AIM OF THE TASK
Rewrite the listing below, changing "keypoint" to "marker" wherever it occurs and leaving everything else as it is.

Source records
+===+
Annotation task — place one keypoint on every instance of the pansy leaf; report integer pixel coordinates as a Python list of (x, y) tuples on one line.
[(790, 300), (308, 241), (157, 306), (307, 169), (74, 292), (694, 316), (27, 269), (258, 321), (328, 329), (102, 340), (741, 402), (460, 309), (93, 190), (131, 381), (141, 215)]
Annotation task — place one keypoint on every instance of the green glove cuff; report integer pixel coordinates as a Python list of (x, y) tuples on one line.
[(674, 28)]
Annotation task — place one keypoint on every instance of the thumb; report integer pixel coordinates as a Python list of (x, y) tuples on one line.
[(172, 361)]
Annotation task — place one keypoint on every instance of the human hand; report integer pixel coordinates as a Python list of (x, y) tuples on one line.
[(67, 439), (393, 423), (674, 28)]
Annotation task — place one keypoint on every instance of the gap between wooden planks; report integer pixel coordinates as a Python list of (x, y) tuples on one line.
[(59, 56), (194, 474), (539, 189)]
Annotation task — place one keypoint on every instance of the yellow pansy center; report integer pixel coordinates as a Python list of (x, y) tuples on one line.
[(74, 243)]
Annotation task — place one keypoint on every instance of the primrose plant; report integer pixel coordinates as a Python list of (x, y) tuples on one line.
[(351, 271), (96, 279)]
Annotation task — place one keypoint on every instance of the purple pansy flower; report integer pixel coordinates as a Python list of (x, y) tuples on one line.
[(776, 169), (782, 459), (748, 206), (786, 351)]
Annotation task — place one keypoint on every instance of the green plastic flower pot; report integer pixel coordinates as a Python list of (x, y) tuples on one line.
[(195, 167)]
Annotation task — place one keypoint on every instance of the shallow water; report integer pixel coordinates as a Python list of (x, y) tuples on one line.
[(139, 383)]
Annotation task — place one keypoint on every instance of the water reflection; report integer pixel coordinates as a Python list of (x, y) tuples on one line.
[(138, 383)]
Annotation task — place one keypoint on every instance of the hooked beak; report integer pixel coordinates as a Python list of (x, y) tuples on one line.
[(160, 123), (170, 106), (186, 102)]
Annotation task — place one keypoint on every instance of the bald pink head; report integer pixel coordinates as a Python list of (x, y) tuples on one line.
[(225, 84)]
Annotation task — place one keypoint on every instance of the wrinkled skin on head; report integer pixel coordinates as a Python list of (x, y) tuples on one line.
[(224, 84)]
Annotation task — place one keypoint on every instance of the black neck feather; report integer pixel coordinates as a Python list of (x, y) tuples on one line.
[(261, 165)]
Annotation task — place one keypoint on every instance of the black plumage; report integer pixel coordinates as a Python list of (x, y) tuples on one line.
+===+
SOLUTION TO THE EXERCISE
Annotation task — place one marker on every instance of the pansy leaf; report integer pixel coordinates as a Python list of (x, y) tuples on one line.
[(790, 300), (308, 241), (157, 306), (307, 169), (74, 292), (694, 316), (27, 269), (258, 321), (328, 329), (102, 340), (741, 402), (460, 309), (93, 190), (131, 381), (141, 215)]
Annotation task — place one marker on every instance of the green glove cuff; report integer pixel coordinates as a Python list of (x, y) tuples on one line.
[(674, 28)]
Annotation task — place one marker on every instance of the thumb; report integer pixel coordinates as a Python list of (x, y) tuples on one line.
[(172, 361)]
Annotation task — place one marker on every instance of the human hand; report integer pixel coordinates as a Python list of (x, y) tuples on one line.
[(67, 439), (393, 423), (674, 28)]
Annotation task — place one marker on every instance of the gap between wooden planks; report integer pixel coordinates as a Python list of (x, y) tuples on one line.
[(59, 56), (194, 474), (539, 189)]
Annotation task — place one marker on every instance of the yellow pansy center; report integer pixel coordinates as a Python list of (x, y) tuples on one line.
[(74, 243)]
Annotation task — place one marker on every instance of the primrose plant; report integer pixel coordinates as a Python list of (x, y) tuples on one line.
[(351, 271), (96, 279)]
Annotation task — place one marker on every instance of the purple pansy flower; report integer pixel coordinates as a Python list of (x, y) tuples on one line.
[(776, 169), (782, 459), (748, 206), (786, 351)]
Annotation task — place one marker on every instance of the green plastic flower pot; report integer pixel coordinates as a Python list of (x, y) tuples on one line.
[(195, 167)]
Annotation task — place one marker on every instance of the shallow water; report integer pixel coordinates as a Python list of (x, y) tuples on one line.
[(139, 383)]
Annotation task — place one marker on every instance of the water reflection; report integer pixel coordinates as a Python list of (x, y) tuples on one line.
[(138, 383)]
Annotation task — place one marker on every instance of the hooked beak; report integer pixel coordinates as a Python list of (x, y) tuples on one line.
[(160, 123), (170, 106), (186, 102)]
Annotation task — place one marker on every instance of the bald pink head; report integer pixel coordinates as a Python list of (x, y) tuples on one line.
[(225, 84)]
Annotation task — place one marker on every instance of the wrinkled skin on head; report integer pixel coordinates as a Python list of (x, y) tuples on one line.
[(224, 84)]
Annotation task — place one marker on every instance of the black neck feather; report integer pixel coordinates as a Python list of (x, y) tuples on one line.
[(261, 165)]
Annotation task — place one marker on every instance of the black plumage; report integer pixel coordinates as a Python list of (x, y) tuples on one line.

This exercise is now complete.